### WHAT YOU NEED TO DO
Every line below should be set down exactly as it appears.

____ GIVEN ENTRIES

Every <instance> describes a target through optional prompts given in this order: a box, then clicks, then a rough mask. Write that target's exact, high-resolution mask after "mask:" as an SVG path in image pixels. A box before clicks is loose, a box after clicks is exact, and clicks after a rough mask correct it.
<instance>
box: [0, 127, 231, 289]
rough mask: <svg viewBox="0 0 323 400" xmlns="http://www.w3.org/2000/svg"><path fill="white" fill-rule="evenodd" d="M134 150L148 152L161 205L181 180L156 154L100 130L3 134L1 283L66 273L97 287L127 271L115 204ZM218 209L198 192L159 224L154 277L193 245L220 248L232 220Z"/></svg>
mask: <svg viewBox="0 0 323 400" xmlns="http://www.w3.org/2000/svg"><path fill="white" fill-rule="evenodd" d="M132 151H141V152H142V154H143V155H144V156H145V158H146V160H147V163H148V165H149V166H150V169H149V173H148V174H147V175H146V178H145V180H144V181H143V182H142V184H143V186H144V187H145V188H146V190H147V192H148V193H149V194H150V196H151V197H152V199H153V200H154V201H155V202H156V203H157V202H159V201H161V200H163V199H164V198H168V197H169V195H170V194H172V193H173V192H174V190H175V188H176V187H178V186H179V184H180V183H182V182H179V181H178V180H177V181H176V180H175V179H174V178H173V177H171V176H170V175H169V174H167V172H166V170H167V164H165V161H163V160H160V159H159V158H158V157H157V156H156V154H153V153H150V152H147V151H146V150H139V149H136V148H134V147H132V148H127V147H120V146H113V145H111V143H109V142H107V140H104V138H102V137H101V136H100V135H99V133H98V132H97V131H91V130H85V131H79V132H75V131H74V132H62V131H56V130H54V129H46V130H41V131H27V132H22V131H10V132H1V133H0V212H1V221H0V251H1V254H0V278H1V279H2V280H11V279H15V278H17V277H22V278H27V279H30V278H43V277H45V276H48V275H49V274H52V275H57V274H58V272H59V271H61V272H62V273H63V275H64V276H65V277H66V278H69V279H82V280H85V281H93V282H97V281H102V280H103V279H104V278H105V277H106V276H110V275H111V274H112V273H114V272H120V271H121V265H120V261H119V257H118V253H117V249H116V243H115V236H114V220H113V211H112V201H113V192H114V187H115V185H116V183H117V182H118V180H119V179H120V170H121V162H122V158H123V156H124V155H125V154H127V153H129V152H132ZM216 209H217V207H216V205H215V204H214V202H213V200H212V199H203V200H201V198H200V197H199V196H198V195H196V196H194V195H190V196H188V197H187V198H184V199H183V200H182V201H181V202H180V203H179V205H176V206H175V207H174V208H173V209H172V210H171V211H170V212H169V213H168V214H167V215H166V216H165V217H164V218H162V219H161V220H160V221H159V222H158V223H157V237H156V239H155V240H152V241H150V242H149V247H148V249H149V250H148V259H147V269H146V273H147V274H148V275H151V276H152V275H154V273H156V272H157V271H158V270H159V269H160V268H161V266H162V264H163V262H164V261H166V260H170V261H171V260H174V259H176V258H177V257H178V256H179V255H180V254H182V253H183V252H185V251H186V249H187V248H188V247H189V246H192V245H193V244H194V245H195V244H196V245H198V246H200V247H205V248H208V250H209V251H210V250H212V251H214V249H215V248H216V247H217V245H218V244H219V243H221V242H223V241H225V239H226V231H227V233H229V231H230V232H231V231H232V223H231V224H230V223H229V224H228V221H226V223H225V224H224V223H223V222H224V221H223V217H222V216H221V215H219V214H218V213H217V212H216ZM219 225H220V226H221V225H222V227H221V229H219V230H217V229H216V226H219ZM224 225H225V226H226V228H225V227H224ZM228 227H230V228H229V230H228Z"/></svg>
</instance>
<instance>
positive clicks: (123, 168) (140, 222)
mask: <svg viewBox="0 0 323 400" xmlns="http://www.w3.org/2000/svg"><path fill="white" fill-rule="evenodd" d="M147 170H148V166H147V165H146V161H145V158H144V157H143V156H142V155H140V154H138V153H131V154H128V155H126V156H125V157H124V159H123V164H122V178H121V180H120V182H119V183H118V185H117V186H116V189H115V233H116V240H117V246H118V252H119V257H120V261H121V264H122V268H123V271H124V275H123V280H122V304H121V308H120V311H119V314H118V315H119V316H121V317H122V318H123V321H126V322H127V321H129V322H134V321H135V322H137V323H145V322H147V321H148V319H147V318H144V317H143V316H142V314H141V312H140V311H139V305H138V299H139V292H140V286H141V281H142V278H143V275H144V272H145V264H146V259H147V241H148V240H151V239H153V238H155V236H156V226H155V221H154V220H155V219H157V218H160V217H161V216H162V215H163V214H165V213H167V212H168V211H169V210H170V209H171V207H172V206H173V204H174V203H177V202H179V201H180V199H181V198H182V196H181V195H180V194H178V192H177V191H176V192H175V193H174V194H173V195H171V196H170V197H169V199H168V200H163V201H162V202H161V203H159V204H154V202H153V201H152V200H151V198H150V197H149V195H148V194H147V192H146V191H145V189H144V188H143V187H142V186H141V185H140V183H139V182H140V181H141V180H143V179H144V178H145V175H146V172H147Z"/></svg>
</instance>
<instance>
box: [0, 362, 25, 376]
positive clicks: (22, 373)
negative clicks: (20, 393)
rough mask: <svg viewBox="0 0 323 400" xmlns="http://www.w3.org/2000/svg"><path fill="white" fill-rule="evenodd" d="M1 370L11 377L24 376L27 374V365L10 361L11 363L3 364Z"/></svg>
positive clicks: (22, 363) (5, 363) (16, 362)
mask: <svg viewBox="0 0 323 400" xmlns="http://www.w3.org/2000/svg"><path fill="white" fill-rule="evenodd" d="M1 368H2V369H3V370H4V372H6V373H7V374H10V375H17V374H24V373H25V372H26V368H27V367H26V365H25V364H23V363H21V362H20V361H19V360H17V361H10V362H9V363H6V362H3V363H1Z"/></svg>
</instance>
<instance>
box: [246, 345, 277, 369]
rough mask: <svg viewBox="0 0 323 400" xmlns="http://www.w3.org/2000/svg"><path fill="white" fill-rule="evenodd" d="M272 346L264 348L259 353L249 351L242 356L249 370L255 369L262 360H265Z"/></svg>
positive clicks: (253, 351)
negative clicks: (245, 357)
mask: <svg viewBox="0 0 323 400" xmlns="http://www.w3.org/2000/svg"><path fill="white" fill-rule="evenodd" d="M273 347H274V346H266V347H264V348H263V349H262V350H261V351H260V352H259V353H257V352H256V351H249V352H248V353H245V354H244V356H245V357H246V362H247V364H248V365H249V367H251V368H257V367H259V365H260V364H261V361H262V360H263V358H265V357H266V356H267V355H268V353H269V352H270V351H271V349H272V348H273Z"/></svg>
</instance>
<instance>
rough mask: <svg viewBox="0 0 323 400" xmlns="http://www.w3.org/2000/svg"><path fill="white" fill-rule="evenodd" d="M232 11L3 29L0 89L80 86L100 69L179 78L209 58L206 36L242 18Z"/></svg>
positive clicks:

________

### REPLY TO THE EXERCISE
Every <instance> describes a target through optional prompts given in this order: a box, then clicks, then a rough mask. Write that target's exact, high-resolution mask after "mask:" as an SVG path in image pixels. A box before clicks is loose, a box after clicks is exact, and clicks after a rough mask correct it.
<instance>
box: [0, 127, 231, 289]
rough mask: <svg viewBox="0 0 323 400" xmlns="http://www.w3.org/2000/svg"><path fill="white" fill-rule="evenodd" d="M134 150L148 152L161 205L181 180L156 154L100 130L3 134L1 283L66 273L97 287L127 271L115 204ZM218 209L198 192L159 224L154 277L193 245L220 248L232 220Z"/></svg>
mask: <svg viewBox="0 0 323 400" xmlns="http://www.w3.org/2000/svg"><path fill="white" fill-rule="evenodd" d="M132 151H141V152H142V154H143V155H144V156H145V158H146V160H147V163H148V165H149V166H150V169H149V173H148V174H147V175H146V178H145V180H144V181H143V182H142V184H143V186H144V187H145V188H146V190H147V192H148V193H149V194H150V196H151V197H152V199H153V200H154V201H155V202H156V203H157V202H159V201H161V200H163V199H164V198H168V197H169V195H170V194H172V193H173V192H174V190H175V188H176V187H178V186H179V184H180V183H182V182H179V181H178V180H177V181H176V180H175V179H174V178H173V177H171V176H170V175H169V174H167V172H166V170H167V164H165V161H163V160H160V159H159V158H158V157H157V156H156V154H153V153H150V152H147V151H146V150H139V149H136V148H134V147H132V148H127V147H120V146H113V145H111V143H109V142H107V140H104V138H102V137H101V136H100V135H99V133H98V132H97V131H91V130H85V131H79V132H75V131H74V132H62V131H56V130H54V129H46V130H41V131H27V132H22V131H10V132H1V133H0V212H1V221H0V251H1V254H0V278H1V279H2V280H11V279H15V278H17V277H22V278H27V279H30V278H43V277H45V276H48V275H49V274H52V275H57V274H58V272H59V271H61V272H62V273H63V275H64V276H65V277H66V278H69V279H82V280H85V281H93V282H97V281H102V280H103V279H104V278H105V277H106V276H110V275H111V274H112V273H114V272H120V271H121V265H120V261H119V257H118V253H117V249H116V243H115V236H114V220H113V211H112V201H113V192H114V187H115V185H116V183H117V182H118V180H119V179H120V170H121V162H122V158H123V156H124V155H125V154H127V153H129V152H132ZM216 209H217V207H216V205H215V204H214V202H213V200H212V199H203V200H201V198H200V197H199V196H198V195H196V196H194V195H190V196H188V197H187V198H184V199H183V200H182V201H181V202H180V203H179V205H176V206H175V207H174V208H173V209H172V210H171V211H170V212H169V213H168V214H167V215H166V216H165V217H164V218H162V219H161V220H160V221H159V222H158V223H157V237H156V239H155V240H152V241H150V242H149V247H148V249H149V250H148V259H147V269H146V273H147V274H148V275H151V276H152V275H154V273H156V272H157V271H158V270H159V269H160V268H161V266H162V264H163V262H164V261H166V260H170V261H171V260H174V259H176V258H177V257H178V256H179V255H180V254H182V253H183V252H185V251H186V249H187V248H188V247H189V246H192V245H193V244H194V245H195V244H196V245H198V246H200V247H205V248H208V250H209V251H210V250H212V251H214V249H215V248H216V247H217V245H218V244H219V243H221V242H223V241H225V239H226V231H227V233H229V231H230V232H231V231H232V223H231V224H230V223H229V224H228V221H226V223H225V224H224V223H223V222H224V221H223V217H222V216H221V215H219V214H218V213H217V212H216ZM219 225H220V226H221V225H222V227H221V229H219V230H217V229H216V226H219ZM224 225H225V226H226V228H225V227H224ZM228 227H230V228H229V230H228Z"/></svg>
</instance>
<instance>
positive clicks: (123, 168) (140, 222)
mask: <svg viewBox="0 0 323 400" xmlns="http://www.w3.org/2000/svg"><path fill="white" fill-rule="evenodd" d="M147 170H148V166H147V165H146V161H145V158H144V157H143V156H142V155H140V154H138V153H131V154H128V155H126V156H125V157H124V159H123V164H122V178H121V180H120V182H119V183H118V185H117V186H116V189H115V233H116V240H117V246H118V252H119V257H120V261H121V264H122V268H123V271H124V275H123V280H122V304H121V308H120V311H119V314H118V315H119V316H121V317H122V318H123V321H126V322H127V321H129V322H134V321H135V322H137V323H145V322H147V321H148V319H147V318H144V317H143V316H142V314H141V312H140V311H139V305H138V299H139V292H140V286H141V281H142V278H143V275H144V272H145V264H146V259H147V241H148V240H151V239H153V238H155V236H156V226H155V221H154V220H155V219H157V218H160V217H161V216H162V215H163V214H165V213H167V212H168V211H169V210H170V209H171V207H172V206H173V204H174V203H177V202H179V201H180V199H181V198H182V196H181V195H180V194H178V192H177V191H176V192H175V193H174V194H173V195H171V196H170V197H169V199H168V200H163V201H162V202H161V203H159V204H154V202H153V201H152V200H151V198H150V197H149V195H148V194H147V192H146V191H145V189H144V188H143V187H142V186H141V185H140V183H139V182H140V181H141V180H143V179H144V178H145V175H146V172H147Z"/></svg>
</instance>
<instance>
box: [0, 362, 25, 376]
positive clicks: (22, 373)
negative clicks: (20, 393)
rough mask: <svg viewBox="0 0 323 400" xmlns="http://www.w3.org/2000/svg"><path fill="white" fill-rule="evenodd" d="M1 370L11 377L24 376L27 374V365L10 361L11 363L3 364Z"/></svg>
positive clicks: (22, 363) (5, 363) (16, 362)
mask: <svg viewBox="0 0 323 400" xmlns="http://www.w3.org/2000/svg"><path fill="white" fill-rule="evenodd" d="M1 368H2V369H3V370H4V372H6V373H7V374H10V375H17V374H24V373H25V372H26V368H27V367H26V365H25V364H23V363H21V362H20V361H19V360H17V361H10V362H9V363H6V362H3V363H1Z"/></svg>
</instance>
<instance>
box: [246, 345, 277, 369]
rough mask: <svg viewBox="0 0 323 400" xmlns="http://www.w3.org/2000/svg"><path fill="white" fill-rule="evenodd" d="M272 346L264 348L259 353L249 351L242 356L249 370L255 369L262 360H265Z"/></svg>
positive clicks: (253, 351)
negative clicks: (245, 357)
mask: <svg viewBox="0 0 323 400" xmlns="http://www.w3.org/2000/svg"><path fill="white" fill-rule="evenodd" d="M273 347H274V346H266V347H264V348H263V349H262V350H261V351H260V352H259V353H257V352H256V351H249V352H248V353H245V354H244V356H245V357H246V362H247V364H248V365H249V367H251V368H257V367H259V365H260V364H261V361H262V360H263V358H265V357H266V356H267V355H268V353H269V352H270V351H271V349H272V348H273Z"/></svg>
</instance>
<instance>
rough mask: <svg viewBox="0 0 323 400" xmlns="http://www.w3.org/2000/svg"><path fill="white" fill-rule="evenodd" d="M232 11L3 29L0 89L80 86L100 69L179 78L209 58L206 36L242 18Z"/></svg>
positive clicks:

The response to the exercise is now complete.